> _Text under study_:
______________________________

That’s where I find myself more and more lately. Sweating, exhausted, terrified and praying to God that my daughter doesn’t get out of wherever I’ve been lucky enough to trap her and accidentally break her neck or throw herself into the covered pool and drown. For years she would at least stay in her room while she was raging, which provided some level of safety. But over the last few months, she leaves her room, roams the house, the yard and our neighborhood if I don’t physically restrain her, which is getting harder and harder. Last Tuesday, with both my husband and I home, she managed to throw her closet door down the stairs, nearly falling down with it, then get out the back door, narrowly miss falling into the covered pool, out the gate, and run down the street wailing hysterically and tearing off her clothes. My husband and I stood in the driveway, knowing if we chased after her it would only get worse. So, we stood, feeling hopeless, doing nothing, hoping the police arrived soon.

So, here’s where I have to ask, how in the hell is this as good as it gets for mentally ill children in this country? I read with both horror and relief  “Thinking the Unthinkable” by the Anarchist Soccer Mom where she writes “I am sharing this story because I am Adam Lanza’s mother,” and I thought, “yeah, that’s me. Is my kid the next one on the national news?”And I know a lot of other parents who are thinking the same thing.

My husband and I both have advanced degrees, we make what is an upper income for the state in which we live, we’re resourceful, and I’m assertive to the point that I’m sure I’ve been called a b*tch more than once. I’ve got a great supportive network, including a wonderful extended family, and I’ve read every book I can find on Reactive Attachment Disorder (her diagnosis). She has therapy weekly, takes medication, sees a good psychiatrist, and is on the waiting list for the Reactive Attachment Disorder (RAD) unit in our community. Though the RAD unit has a good reputation, there aren’t very many beds, and the stay there is a minimum of 6 months, so the beds don’t open up often.

______________________________

> _Stored records_:
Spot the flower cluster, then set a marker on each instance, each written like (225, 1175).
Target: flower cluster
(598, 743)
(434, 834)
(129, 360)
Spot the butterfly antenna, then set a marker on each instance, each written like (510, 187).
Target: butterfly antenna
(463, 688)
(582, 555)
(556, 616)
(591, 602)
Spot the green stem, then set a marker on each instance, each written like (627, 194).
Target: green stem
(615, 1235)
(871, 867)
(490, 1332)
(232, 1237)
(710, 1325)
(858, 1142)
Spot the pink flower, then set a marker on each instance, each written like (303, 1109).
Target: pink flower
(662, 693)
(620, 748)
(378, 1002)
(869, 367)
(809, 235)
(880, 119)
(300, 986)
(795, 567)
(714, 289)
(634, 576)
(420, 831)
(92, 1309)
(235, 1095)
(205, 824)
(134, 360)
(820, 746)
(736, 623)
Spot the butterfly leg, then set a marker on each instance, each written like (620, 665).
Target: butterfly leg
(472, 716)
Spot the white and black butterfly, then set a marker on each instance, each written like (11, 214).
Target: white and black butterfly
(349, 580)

______________________________

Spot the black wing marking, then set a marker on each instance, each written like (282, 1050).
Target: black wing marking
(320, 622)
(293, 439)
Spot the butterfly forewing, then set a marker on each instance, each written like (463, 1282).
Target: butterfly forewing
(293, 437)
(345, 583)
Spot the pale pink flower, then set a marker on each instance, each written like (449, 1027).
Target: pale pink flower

______________________________

> _Task list_:
**a.** From the parent's account, list every form of care the daughter receives or is waiting for.
**b.** Answer these questions using the parent's account:
(i) What is the daughter's diagnosis?
(ii) What is the minimum length of a stay at the RAD unit?
(iii) On what day did the daughter throw her closet door down the stairs?
**c.** Extract the passage of the parent's account from "My husband and I both" to "open up often.".
Rely only on the parent's account.

> _Answers to each task_:
**a.**
- Weekly therapy
- Medication
- Visits with a good psychiatrist
- A place on the waiting list for the Reactive Attachment Disorder (RAD) unit in the community

**b.**
(i) Reactive Attachment Disorder
(ii) 6 months
(iii) Last Tuesday

**c.**
My husband and I both have advanced degrees, we make what is an upper income for the state in which we live, we’re resourceful, and I’m assertive to the point that I’m sure I’ve been called a b*tch more than once. I’ve got a great supportive network, including a wonderful extended family, and I’ve read every book I can find on Reactive Attachment Disorder (her diagnosis). She has therapy weekly, takes medication, sees a good psychiatrist, and is on the waiting list for the Reactive Attachment Disorder (RAD) unit in our community. Though the RAD unit has a good reputation, there aren’t very many beds, and the stay there is a minimum of 6 months, so the beds don’t open up often.